YOUR INSTRUCTIONS: Repeat the records below line by line, with no changes.

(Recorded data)
----

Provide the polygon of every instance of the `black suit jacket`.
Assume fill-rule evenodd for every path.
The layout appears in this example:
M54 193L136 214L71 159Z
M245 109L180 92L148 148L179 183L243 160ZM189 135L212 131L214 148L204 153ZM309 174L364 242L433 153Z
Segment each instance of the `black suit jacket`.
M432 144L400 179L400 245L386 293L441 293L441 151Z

----

TASK SOLUTION:
Provide the polygon of every instance of the `black suit jacket`.
Assume fill-rule evenodd for every path.
The layout appears in this example:
M54 193L136 214L71 159Z
M245 109L180 92L148 148L179 183L243 160ZM189 135L212 131L214 148L204 153ZM309 174L364 242L433 153Z
Segment each instance of the `black suit jacket`.
M432 144L400 179L400 245L386 293L441 293L441 151Z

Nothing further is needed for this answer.